Task goal
Write out the records that appear below, verbatim and complete, but without pictures.

Natural-language object grounding data:

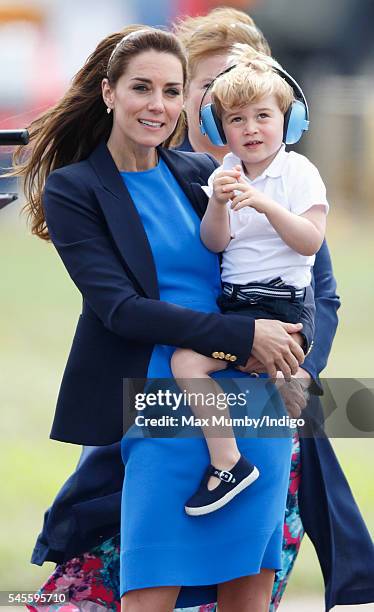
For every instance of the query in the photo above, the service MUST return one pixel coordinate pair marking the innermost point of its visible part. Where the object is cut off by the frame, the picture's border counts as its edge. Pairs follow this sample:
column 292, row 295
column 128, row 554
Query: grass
column 39, row 309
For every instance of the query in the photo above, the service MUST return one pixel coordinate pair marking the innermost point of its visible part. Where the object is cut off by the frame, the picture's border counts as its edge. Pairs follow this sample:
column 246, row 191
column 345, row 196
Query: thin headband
column 127, row 36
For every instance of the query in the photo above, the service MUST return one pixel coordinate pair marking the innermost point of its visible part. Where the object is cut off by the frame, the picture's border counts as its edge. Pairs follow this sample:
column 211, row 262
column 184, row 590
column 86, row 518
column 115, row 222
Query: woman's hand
column 275, row 347
column 294, row 394
column 252, row 366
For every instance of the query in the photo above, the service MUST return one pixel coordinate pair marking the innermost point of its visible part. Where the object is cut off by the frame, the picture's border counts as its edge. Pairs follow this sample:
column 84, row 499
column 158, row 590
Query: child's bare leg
column 187, row 365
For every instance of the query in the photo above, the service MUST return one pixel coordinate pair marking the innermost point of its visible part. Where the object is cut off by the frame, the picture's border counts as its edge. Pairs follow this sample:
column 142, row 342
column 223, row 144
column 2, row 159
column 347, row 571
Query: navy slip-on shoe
column 232, row 482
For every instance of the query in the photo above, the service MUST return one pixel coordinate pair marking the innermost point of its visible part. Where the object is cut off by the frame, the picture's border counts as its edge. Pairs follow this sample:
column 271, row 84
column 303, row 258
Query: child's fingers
column 244, row 187
column 242, row 204
column 227, row 173
column 228, row 187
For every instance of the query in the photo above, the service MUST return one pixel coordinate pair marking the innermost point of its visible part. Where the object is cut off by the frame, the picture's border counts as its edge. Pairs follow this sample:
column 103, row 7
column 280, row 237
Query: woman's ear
column 107, row 93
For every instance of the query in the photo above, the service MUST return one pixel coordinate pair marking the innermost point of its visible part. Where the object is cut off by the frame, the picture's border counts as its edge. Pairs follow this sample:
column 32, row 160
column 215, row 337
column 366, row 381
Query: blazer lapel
column 123, row 221
column 181, row 169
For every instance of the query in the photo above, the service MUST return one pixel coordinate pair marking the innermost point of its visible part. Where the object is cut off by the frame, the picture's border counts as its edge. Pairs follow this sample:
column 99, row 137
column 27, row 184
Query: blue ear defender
column 211, row 125
column 296, row 119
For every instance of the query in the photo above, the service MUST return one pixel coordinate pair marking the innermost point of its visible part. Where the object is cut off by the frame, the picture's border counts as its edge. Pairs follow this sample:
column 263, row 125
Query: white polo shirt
column 256, row 253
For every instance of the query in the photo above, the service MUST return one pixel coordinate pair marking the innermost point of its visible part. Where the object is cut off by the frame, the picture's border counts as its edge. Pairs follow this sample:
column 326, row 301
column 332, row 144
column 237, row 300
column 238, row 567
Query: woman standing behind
column 123, row 214
column 80, row 527
column 208, row 40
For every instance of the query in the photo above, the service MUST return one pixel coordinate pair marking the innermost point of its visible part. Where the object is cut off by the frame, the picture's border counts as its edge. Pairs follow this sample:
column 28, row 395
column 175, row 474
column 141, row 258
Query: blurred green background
column 39, row 309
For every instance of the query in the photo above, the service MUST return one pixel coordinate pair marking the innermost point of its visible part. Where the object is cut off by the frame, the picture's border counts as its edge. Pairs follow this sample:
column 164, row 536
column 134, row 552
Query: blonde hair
column 204, row 36
column 253, row 77
column 216, row 33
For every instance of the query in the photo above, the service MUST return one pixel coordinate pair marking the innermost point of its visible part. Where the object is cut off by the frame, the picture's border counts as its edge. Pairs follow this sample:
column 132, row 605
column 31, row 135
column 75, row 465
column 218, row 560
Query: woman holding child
column 100, row 472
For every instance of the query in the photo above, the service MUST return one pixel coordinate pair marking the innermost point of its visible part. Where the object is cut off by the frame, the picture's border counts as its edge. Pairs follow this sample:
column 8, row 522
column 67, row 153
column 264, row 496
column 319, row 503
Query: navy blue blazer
column 86, row 511
column 97, row 231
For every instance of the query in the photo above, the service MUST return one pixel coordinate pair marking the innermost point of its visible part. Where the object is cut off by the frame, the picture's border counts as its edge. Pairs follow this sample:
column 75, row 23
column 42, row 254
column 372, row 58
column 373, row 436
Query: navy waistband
column 255, row 292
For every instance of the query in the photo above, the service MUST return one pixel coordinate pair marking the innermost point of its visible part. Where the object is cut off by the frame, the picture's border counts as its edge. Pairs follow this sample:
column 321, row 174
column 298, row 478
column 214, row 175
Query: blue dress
column 160, row 544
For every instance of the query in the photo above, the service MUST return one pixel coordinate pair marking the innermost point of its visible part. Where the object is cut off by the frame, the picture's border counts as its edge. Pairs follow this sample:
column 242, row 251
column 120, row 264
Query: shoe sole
column 226, row 498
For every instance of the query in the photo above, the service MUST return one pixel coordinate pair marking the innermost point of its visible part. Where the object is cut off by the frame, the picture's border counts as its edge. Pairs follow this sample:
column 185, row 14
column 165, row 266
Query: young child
column 266, row 214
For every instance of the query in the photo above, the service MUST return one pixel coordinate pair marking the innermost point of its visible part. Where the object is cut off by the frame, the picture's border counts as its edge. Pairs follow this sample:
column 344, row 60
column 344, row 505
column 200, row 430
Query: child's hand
column 224, row 184
column 251, row 197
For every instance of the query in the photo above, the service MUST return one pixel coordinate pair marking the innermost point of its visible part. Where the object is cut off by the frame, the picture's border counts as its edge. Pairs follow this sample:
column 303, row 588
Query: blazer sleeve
column 78, row 231
column 307, row 318
column 327, row 304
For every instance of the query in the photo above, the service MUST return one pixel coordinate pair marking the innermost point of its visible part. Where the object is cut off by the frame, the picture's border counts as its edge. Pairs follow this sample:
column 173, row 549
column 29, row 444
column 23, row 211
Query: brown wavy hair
column 70, row 130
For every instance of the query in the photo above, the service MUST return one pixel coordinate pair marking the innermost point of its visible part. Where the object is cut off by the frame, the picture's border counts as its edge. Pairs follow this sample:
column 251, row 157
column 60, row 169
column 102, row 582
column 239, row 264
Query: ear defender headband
column 296, row 119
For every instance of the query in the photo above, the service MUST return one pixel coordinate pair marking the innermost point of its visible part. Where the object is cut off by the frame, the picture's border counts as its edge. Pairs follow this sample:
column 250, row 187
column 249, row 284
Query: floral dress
column 91, row 581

Answer section
For every instance of the query in the photo above, the service MUST return one pixel coordinate pair marking the innermost point of its visible part. Where the object is cut off by the frame, the picture's border counts as its edge. Pairs follow this sample:
column 292, row 295
column 128, row 554
Query: grass
column 39, row 309
For every instance of the query in the photo above, the service MUST return one pixel coordinate pair marking the innermost point of its visible part. Where the object is cut off by the frame, the picture's border counts as its edge. Pairs follow this sample:
column 246, row 191
column 345, row 196
Query: thin headband
column 127, row 36
For every instance of the query in the photo above, the service MUST return one pixel coordinate pair marking the innermost point of its visible part. Where the object is cut off by the frame, the picture's border counts as its edge. Pairs follow this sample:
column 211, row 262
column 184, row 590
column 86, row 518
column 115, row 222
Query: woman's hand
column 275, row 347
column 294, row 394
column 252, row 366
For every instance of the query in the photo above, the service MUST return one pixel coordinate pair marking the innermost point of its visible part. Where the object is cut off by the frame, the picture's border counts as its edge. Pairs follow this sample:
column 84, row 499
column 158, row 590
Query: child's bare leg
column 187, row 365
For every instance of the query in the photo above, the service MUST return one pixel coordinate pair marking the innermost point of its visible part. Where the object is cut off by the frame, the picture's border counts as its edge. Pairs follow this sample:
column 142, row 342
column 223, row 144
column 2, row 159
column 347, row 571
Query: navy slip-on shoe
column 232, row 482
For every instance of the query in the photo above, the service MUST return one pixel coordinate pair marking the innermost point of its visible part. Where the object is cut off by the frame, the picture's border counts as its edge. Pairs follow this sample:
column 271, row 84
column 303, row 258
Query: child's fingers
column 244, row 187
column 242, row 204
column 227, row 173
column 228, row 187
For every instance of the query in the photo above, the service MUST return one pixel coordinate pair marking the innermost point of its visible part. Where the object is cut off by the frame, the picture's border counts as its edge. Pairs follow this sample:
column 103, row 7
column 280, row 237
Query: woman's ear
column 107, row 93
For every instance of the query in the photo above, the service MUST return one pixel coordinate pair marking the innermost point of its visible part. Where the object is cut off by the frame, the picture's border counts as its edge. Pairs follow this sample:
column 32, row 160
column 215, row 337
column 366, row 381
Query: blazer lapel
column 123, row 221
column 181, row 169
For every instance of the query in the photo above, the service MUST return one pixel coordinate pair marking the innermost point of its visible part. Where the object is cut off by the frame, the picture's border counts as its edge. Pairs follow this sample:
column 99, row 137
column 27, row 184
Query: blue ear defender
column 211, row 125
column 296, row 119
For every instance of the query in the photo above, the service MUST return one pixel coordinate pair marking the innermost point of its visible part. Where the object is cut off by the frame, the picture's border counts as its edge. Pairs follow this sample:
column 263, row 125
Query: white polo shirt
column 256, row 253
For every instance of the query in the photo above, the service MUST return one pixel coordinate pair marking the innermost point of its visible part. Where the object is cut off by the frame, the picture's border counts as its edge. Pairs follow this sample:
column 326, row 301
column 332, row 144
column 237, row 300
column 238, row 567
Query: woman standing behind
column 123, row 214
column 80, row 527
column 208, row 40
For every instance of the query in the photo above, the service MUST return one pixel coordinate pair marking the innermost point of its visible part. Where the object is cut off by the frame, the picture's border counts as its edge. Pairs follow this sample:
column 28, row 395
column 175, row 474
column 141, row 258
Query: blurred green background
column 39, row 309
For every instance of the query in the photo above, the service MUST return one pixel coordinate pair marking the innermost point of its visible part. Where the object is cut off by the frame, the picture's border counts as its edge. Pairs follow this sample:
column 164, row 536
column 134, row 552
Query: blonde hair
column 204, row 36
column 253, row 77
column 216, row 33
For every instance of the query in the photo above, the service MUST return one pixel coordinate pair marking the innermost point of its visible part. Where the object is cut off by the frame, the picture's border counts as its edge. Pairs follow this sample:
column 132, row 605
column 31, row 135
column 75, row 465
column 218, row 560
Query: woman holding child
column 100, row 472
For every instance of the query in the photo above, the service MUST return one pixel coordinate pair marking the innermost point of its visible part. Where the object is cut off by the frame, the picture's border counts as its edge. Pairs follow this sample:
column 8, row 522
column 67, row 153
column 264, row 496
column 319, row 503
Query: navy blue blazer
column 86, row 511
column 97, row 231
For every instance of the query in the photo above, the service MUST return one pixel coordinate pair marking the innermost point of its visible part. Where the object is cut off by the frame, the picture's border counts as its edge. Pairs follow this sample:
column 75, row 23
column 42, row 254
column 372, row 58
column 373, row 436
Query: navy waistband
column 255, row 292
For every instance of the query in the photo above, the service MUST return one pixel coordinate pair marking the innermost point of its visible part. Where the object is cut off by the frame, the picture's border counts as its edge. Pairs follow this sample:
column 321, row 174
column 298, row 478
column 214, row 175
Query: blue dress
column 160, row 544
For every instance of the query in the photo above, the service MUST return one pixel coordinate pair marking the innermost point of its visible part. Where the object is cut off by the frame, the picture's border counts as its edge. Pairs follow this sample:
column 242, row 251
column 120, row 264
Query: shoe sole
column 226, row 498
For every instance of the query in the photo above, the service MUST return one pixel coordinate pair marking the innermost point of its visible part. Where the object is cut off by the frame, the picture's border counts as its edge. Pairs follow this sample:
column 185, row 14
column 165, row 266
Query: young child
column 266, row 214
For every instance of the query in the photo above, the service MUST return one pixel coordinate pair marking the innermost point of its visible part. Where the object is cut off by the frame, the picture's border counts as its edge. Pairs follow this sample:
column 344, row 60
column 344, row 505
column 200, row 430
Query: child's hand
column 224, row 184
column 251, row 197
For every instance of the query in the photo above, the service MUST return one pixel coordinate pair marking the innermost point of its visible part. Where the object is cut off by the frame, the picture's border counts as its edge. Pairs follow this sample:
column 303, row 588
Query: blazer sleeve
column 78, row 231
column 307, row 318
column 327, row 304
For every instance of the query in the photo above, the service MUST return one pixel coordinate pair marking the innermost point of its visible part. Where the object is cut off by the frame, the picture's border counts as its edge. Pairs follow this sample:
column 173, row 549
column 29, row 444
column 23, row 211
Query: brown wavy hair
column 70, row 130
For every instance of the query in the photo above, the service MUST return one pixel coordinate pair marking the innermost point of its visible part. Where the object is cut off by the frame, the picture's border counts as its edge. Pairs follow this sample:
column 251, row 157
column 60, row 169
column 102, row 582
column 239, row 264
Query: ear defender headband
column 296, row 119
For every instance of the query in the photo above, the service MUST return one pixel coordinate pair marking the innermost point of its visible part. Where the object is cut off by the frame, the picture's border counts as its edge. Pairs follow this sample:
column 250, row 187
column 249, row 284
Query: floral dress
column 91, row 581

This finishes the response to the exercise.